(Stored dataset items)
************
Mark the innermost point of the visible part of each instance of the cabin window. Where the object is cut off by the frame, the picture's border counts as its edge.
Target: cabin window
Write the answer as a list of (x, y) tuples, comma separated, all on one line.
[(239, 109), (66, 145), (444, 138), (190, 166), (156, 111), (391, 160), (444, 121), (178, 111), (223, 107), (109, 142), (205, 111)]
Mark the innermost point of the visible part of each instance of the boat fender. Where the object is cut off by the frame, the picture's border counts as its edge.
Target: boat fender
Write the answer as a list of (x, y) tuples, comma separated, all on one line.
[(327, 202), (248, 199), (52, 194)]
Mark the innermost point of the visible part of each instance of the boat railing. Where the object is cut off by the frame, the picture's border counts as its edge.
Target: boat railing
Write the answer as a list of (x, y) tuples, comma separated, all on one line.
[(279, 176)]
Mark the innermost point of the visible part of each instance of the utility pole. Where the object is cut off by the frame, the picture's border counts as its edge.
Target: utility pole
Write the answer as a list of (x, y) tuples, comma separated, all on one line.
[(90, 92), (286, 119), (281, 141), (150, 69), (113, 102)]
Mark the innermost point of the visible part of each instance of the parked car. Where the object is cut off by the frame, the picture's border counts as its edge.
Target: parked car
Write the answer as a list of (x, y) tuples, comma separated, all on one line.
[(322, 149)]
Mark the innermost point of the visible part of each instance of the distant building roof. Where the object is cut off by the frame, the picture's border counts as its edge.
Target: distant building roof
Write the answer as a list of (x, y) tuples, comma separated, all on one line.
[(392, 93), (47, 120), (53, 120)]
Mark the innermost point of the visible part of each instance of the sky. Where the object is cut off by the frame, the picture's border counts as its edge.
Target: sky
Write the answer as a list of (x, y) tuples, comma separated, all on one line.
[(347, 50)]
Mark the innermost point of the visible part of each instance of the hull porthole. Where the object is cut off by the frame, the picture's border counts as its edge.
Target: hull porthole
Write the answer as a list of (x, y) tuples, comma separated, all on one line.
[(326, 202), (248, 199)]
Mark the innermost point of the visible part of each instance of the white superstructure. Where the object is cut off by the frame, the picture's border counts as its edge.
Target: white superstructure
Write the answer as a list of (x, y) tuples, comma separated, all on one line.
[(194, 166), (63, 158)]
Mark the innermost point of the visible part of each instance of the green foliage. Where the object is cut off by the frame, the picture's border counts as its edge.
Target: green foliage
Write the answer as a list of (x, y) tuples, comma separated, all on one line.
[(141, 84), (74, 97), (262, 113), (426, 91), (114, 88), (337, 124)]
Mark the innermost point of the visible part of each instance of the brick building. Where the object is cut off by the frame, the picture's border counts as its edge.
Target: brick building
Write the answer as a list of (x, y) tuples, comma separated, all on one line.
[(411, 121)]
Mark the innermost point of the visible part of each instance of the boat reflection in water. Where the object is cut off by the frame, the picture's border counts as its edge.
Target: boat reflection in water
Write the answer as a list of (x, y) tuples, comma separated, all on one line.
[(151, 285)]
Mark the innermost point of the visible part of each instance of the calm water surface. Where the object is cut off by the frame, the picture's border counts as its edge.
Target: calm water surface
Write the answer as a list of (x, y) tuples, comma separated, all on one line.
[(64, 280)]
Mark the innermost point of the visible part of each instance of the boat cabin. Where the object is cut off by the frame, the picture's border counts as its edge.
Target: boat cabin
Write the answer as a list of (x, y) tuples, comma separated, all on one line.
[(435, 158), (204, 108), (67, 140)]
************
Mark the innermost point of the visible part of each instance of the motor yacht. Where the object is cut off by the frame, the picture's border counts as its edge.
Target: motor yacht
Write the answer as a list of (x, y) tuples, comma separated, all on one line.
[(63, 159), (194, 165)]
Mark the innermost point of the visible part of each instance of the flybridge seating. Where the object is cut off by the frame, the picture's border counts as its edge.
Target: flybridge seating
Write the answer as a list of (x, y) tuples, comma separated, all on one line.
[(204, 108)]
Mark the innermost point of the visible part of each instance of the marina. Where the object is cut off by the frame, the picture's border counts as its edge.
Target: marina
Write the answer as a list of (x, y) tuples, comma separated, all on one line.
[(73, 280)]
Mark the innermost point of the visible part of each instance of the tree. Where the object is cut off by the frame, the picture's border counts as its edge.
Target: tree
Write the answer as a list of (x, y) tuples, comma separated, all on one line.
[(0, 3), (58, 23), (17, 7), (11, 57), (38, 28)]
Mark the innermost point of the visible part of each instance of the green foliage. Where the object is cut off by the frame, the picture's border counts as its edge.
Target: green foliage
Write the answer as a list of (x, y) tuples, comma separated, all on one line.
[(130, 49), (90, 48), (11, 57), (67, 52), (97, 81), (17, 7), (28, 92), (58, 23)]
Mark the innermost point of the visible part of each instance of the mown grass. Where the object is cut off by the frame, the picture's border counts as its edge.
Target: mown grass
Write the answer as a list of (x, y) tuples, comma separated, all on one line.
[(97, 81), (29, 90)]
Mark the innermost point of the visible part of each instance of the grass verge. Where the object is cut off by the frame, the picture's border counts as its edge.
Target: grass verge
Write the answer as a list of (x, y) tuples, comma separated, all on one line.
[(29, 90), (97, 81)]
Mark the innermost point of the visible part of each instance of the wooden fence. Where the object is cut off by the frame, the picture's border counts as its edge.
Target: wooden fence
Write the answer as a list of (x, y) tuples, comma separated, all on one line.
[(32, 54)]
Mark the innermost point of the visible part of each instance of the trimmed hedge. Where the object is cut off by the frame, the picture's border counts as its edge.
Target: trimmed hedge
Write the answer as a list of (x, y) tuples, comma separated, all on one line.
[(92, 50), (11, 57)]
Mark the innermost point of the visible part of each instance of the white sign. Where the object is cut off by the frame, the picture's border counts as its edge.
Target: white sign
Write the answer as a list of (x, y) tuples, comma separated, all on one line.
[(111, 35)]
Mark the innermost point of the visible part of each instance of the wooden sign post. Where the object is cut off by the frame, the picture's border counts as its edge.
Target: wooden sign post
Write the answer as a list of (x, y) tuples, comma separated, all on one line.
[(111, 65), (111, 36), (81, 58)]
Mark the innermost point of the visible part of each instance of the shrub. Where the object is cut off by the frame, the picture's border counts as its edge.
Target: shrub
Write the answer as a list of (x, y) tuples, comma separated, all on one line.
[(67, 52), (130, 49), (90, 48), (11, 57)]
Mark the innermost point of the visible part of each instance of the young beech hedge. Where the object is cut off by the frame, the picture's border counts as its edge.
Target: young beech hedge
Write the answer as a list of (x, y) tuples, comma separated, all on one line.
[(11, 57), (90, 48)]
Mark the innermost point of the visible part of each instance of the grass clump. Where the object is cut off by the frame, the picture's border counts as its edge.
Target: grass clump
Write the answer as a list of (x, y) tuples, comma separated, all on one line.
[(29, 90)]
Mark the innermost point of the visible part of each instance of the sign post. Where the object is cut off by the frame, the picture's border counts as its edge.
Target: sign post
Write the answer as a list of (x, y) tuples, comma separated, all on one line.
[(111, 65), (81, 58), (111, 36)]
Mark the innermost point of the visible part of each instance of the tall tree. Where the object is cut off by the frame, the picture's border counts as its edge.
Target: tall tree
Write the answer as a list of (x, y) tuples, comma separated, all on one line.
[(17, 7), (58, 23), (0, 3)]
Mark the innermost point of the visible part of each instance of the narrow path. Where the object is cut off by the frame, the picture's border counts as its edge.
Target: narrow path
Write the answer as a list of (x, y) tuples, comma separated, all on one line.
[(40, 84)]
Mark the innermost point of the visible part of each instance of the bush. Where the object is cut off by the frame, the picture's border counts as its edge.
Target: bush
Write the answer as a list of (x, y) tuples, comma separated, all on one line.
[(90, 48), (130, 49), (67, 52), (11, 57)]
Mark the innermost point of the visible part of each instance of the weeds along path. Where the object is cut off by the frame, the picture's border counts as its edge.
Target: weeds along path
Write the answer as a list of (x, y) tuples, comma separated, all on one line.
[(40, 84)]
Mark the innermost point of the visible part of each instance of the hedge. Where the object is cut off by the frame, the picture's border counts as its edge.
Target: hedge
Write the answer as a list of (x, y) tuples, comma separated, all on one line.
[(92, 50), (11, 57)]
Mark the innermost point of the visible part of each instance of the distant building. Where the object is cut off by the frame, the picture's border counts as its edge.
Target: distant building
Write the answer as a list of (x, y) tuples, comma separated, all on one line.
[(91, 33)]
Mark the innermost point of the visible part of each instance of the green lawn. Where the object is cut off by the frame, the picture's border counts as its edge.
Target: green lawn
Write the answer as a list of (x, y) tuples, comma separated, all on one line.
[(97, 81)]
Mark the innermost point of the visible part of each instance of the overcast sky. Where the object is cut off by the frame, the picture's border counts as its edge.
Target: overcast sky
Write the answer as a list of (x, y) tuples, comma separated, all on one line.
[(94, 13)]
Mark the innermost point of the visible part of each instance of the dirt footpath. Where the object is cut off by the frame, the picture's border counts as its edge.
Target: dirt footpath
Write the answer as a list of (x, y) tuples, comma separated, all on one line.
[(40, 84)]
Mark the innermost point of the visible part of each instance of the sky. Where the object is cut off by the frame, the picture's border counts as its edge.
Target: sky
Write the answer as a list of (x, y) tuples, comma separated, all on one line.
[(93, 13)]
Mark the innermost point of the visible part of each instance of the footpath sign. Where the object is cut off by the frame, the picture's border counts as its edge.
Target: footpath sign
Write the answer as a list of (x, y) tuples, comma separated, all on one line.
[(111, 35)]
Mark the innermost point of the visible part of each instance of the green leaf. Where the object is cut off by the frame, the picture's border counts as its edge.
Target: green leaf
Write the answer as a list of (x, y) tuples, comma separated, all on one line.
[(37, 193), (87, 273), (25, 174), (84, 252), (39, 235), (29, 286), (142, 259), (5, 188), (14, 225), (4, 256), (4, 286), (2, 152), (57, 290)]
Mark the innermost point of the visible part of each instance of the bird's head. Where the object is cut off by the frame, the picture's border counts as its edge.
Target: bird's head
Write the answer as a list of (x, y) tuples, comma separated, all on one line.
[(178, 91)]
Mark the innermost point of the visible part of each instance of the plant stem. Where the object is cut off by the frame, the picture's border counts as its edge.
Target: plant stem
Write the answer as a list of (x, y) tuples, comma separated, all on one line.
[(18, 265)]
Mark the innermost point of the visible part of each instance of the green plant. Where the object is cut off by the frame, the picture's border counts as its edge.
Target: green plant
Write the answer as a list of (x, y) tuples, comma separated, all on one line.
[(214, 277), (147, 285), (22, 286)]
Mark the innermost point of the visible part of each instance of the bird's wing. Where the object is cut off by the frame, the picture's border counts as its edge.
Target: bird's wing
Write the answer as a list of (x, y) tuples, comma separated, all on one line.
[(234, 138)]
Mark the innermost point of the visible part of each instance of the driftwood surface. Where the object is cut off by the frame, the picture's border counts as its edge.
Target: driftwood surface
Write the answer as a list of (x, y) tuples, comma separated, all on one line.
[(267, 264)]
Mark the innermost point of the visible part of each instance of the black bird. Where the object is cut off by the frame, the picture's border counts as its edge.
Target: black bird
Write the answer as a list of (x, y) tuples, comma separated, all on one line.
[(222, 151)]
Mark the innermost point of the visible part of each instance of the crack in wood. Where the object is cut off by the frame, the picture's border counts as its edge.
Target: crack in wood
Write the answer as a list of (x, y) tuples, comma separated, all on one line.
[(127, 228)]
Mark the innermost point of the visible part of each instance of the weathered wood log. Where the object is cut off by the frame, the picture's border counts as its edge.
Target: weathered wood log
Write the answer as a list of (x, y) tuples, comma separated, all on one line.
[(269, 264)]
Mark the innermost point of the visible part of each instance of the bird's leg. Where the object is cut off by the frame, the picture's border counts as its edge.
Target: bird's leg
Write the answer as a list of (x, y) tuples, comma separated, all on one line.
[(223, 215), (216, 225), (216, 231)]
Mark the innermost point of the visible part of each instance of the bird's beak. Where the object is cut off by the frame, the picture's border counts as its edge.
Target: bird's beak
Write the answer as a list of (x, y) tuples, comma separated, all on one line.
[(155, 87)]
************
--- Work order ---
Nothing but a number is needed: the count of lines above that contain "trimmed".

--- Result for this task ---
2